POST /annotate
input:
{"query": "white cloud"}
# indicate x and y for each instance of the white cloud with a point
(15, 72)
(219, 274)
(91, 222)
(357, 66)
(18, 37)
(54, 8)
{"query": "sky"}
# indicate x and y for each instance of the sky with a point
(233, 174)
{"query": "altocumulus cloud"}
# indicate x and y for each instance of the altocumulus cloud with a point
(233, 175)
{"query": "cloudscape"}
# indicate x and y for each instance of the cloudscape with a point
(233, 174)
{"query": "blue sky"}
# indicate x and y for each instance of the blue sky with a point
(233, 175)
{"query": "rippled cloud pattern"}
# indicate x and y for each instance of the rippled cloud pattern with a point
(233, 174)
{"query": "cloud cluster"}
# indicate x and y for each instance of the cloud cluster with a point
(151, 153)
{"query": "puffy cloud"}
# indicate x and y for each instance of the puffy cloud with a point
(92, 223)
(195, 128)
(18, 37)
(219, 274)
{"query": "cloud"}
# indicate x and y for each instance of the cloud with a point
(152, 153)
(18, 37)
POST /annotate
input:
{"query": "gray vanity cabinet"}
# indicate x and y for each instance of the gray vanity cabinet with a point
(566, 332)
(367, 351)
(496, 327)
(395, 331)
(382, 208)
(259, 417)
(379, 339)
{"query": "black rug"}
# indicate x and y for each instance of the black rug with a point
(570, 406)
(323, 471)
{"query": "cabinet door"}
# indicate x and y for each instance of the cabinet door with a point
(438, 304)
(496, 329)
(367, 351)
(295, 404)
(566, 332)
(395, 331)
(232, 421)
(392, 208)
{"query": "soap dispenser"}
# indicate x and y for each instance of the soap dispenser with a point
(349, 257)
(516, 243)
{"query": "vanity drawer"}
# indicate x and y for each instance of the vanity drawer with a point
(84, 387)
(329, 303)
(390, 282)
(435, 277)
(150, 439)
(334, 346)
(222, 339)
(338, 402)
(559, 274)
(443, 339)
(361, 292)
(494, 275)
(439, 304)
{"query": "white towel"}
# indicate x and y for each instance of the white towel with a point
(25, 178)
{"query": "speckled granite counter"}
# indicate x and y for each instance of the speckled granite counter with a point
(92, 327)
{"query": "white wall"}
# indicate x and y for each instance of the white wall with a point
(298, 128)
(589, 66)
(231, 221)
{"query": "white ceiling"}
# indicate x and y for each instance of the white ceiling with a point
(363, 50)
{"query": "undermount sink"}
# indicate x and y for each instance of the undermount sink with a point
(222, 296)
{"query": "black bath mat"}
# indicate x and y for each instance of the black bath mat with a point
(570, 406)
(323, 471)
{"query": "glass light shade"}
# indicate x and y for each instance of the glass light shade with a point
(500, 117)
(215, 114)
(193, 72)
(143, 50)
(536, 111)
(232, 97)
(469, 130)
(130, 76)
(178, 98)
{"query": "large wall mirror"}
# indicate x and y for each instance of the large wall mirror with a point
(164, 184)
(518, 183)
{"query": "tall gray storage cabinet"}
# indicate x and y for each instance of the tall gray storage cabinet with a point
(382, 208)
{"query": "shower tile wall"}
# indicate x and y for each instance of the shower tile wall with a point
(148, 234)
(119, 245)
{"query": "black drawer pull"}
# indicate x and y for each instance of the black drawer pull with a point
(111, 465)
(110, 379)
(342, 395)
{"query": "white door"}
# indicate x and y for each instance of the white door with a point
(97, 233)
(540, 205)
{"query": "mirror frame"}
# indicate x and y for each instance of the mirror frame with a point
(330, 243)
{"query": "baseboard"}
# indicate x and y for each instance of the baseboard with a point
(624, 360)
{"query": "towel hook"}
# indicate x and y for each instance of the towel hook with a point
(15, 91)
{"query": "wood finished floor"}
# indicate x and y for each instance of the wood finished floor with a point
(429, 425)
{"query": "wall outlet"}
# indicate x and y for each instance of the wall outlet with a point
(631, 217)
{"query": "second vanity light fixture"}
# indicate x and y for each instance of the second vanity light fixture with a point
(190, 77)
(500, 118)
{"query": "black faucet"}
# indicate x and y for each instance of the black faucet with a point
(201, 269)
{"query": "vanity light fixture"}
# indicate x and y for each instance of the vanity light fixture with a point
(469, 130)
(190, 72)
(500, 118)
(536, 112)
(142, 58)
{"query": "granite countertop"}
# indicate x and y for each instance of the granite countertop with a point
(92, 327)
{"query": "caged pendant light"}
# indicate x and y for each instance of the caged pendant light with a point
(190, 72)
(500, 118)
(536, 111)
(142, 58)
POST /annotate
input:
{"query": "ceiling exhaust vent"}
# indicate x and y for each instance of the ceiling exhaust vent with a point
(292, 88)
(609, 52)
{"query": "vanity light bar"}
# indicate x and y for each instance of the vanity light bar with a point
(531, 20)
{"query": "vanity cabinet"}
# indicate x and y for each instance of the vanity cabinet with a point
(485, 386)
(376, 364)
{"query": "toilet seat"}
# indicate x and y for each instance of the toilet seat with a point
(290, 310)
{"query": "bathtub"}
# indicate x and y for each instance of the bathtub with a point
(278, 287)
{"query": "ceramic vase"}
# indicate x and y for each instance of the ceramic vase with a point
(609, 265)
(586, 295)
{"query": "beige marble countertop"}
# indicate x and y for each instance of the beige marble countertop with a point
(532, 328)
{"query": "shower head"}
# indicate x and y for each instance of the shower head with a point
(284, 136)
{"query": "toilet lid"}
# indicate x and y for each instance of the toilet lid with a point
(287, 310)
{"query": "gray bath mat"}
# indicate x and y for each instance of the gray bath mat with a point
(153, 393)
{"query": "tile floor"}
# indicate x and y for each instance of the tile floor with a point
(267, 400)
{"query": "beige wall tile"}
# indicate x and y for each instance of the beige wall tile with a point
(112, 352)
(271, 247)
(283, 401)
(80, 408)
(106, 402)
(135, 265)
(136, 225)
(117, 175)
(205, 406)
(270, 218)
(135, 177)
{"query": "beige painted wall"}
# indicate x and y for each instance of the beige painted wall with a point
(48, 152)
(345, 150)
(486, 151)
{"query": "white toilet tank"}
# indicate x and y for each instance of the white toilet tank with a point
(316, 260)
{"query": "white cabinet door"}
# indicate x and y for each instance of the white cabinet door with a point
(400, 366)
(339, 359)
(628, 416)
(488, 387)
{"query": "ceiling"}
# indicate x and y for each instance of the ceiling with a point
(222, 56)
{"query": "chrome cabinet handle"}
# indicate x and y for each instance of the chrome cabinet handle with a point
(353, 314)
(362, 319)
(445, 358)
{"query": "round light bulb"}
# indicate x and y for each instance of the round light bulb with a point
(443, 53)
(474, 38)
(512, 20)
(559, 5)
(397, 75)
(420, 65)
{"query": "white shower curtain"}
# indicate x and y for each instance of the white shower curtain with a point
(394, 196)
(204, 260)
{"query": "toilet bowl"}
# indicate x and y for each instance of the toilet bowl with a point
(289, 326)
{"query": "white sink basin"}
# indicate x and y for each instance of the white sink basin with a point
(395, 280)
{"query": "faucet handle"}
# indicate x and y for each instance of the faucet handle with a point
***
Written request
Gather every line of the items above that contains the word "drawer".

The completed task
{"query": "vanity drawer"}
# indicate x and y for each instance of the vanity drawer with a point
{"query": "black drawer pull"}
# indicate x and y for each instance of the black drawer pull with a point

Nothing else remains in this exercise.